§ What you will do
Pull out every line of the records below that contains the word "boulder", copying each one in full.

§ Stored data
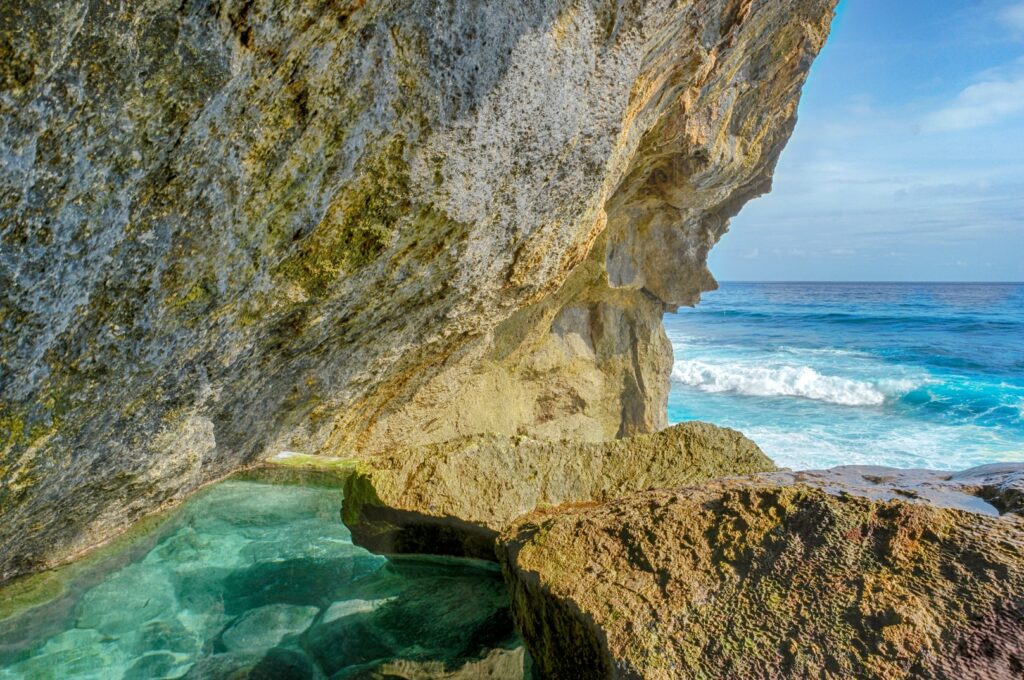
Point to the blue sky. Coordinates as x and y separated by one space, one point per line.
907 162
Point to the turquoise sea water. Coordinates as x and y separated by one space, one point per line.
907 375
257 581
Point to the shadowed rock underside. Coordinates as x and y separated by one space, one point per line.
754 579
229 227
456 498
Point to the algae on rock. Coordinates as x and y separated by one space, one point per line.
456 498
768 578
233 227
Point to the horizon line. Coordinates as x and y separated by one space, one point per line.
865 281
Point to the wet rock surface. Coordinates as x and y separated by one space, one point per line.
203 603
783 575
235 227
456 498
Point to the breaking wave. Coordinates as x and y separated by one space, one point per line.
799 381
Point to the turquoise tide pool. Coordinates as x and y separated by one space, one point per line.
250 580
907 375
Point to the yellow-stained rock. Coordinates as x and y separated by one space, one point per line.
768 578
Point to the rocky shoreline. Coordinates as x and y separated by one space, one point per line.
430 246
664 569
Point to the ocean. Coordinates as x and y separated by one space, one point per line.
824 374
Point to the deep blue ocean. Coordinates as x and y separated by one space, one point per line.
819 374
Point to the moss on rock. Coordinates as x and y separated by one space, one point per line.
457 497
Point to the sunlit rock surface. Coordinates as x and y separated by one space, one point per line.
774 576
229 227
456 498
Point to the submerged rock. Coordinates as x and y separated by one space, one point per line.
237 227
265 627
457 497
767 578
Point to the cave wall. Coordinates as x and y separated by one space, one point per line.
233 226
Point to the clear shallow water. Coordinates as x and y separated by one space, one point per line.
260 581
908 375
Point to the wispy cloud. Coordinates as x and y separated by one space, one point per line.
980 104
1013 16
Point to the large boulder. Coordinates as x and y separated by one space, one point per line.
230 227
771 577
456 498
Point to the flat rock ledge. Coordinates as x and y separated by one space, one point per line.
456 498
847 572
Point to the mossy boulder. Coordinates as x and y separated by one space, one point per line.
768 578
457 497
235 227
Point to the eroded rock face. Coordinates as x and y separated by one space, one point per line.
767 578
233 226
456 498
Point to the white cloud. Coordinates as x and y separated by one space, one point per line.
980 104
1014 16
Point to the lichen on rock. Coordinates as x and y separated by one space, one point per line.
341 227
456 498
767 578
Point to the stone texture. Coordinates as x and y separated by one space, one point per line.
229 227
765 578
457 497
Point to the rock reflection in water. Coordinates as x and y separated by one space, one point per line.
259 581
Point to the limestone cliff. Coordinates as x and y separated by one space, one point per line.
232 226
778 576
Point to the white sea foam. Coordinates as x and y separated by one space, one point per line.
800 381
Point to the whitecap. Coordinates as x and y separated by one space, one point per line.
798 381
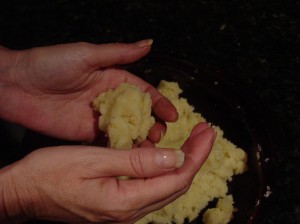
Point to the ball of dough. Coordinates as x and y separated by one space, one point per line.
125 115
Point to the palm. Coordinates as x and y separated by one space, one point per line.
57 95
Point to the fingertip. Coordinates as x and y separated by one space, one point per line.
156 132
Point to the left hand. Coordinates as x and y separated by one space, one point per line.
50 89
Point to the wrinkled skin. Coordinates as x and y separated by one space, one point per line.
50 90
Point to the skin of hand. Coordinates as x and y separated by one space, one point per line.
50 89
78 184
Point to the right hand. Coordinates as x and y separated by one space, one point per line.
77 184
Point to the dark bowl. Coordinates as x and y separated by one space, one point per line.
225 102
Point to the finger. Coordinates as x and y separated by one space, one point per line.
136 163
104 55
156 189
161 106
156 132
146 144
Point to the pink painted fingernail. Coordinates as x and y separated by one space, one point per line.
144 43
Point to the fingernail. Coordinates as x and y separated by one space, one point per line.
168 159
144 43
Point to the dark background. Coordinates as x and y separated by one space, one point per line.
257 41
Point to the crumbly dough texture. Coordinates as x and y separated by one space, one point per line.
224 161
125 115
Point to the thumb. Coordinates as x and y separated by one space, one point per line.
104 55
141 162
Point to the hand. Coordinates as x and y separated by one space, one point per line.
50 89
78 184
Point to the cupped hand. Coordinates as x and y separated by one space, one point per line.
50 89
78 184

--

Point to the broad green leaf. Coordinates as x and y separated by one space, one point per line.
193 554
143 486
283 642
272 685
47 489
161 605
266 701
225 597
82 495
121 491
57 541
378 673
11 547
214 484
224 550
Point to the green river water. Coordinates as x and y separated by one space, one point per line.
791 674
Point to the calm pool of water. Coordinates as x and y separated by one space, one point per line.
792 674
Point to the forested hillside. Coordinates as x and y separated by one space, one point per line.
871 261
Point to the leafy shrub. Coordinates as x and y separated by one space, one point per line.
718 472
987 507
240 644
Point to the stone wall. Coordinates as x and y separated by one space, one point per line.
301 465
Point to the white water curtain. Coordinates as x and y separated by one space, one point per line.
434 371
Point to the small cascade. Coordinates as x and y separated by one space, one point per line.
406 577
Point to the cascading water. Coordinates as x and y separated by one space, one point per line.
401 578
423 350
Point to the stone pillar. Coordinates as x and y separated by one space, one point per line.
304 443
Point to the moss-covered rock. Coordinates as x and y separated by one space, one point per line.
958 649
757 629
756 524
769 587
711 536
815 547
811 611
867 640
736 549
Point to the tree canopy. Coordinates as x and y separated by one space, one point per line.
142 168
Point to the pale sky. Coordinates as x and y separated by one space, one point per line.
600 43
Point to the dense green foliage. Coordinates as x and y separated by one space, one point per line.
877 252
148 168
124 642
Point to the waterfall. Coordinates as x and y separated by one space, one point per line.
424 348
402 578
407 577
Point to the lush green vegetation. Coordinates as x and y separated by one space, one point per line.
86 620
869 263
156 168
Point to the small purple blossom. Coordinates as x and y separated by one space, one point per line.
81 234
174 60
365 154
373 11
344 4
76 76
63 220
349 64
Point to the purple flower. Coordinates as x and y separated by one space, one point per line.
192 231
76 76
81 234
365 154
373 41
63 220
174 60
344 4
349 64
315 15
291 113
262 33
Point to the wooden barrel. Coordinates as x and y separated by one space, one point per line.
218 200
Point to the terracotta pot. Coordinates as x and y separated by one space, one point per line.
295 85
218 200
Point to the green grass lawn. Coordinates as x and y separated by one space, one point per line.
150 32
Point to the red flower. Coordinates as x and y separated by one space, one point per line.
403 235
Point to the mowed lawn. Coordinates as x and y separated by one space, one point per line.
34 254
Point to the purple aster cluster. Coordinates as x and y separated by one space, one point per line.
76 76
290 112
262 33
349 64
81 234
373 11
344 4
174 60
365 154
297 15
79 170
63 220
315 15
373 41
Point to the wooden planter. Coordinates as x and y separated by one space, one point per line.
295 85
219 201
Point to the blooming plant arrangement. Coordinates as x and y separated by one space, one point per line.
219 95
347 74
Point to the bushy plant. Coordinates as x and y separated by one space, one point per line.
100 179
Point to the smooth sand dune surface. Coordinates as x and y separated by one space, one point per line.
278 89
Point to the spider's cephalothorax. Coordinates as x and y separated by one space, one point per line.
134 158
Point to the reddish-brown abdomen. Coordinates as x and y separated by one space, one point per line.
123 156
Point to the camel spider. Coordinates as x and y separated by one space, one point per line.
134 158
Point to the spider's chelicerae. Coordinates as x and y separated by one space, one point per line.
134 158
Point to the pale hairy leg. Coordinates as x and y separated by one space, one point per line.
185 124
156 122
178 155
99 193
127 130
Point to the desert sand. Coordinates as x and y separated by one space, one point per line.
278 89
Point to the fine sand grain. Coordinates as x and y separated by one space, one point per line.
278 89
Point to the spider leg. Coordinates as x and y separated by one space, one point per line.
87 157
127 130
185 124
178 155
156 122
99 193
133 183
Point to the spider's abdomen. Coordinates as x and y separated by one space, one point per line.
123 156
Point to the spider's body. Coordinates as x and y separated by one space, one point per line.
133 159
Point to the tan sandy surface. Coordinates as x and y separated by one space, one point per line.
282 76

§ Full response
Point to the large boulder. Coordinates as x and y separated by one space, one point per line.
Point to the mossy boulder. Coordinates as x and y separated by one space, one point per line.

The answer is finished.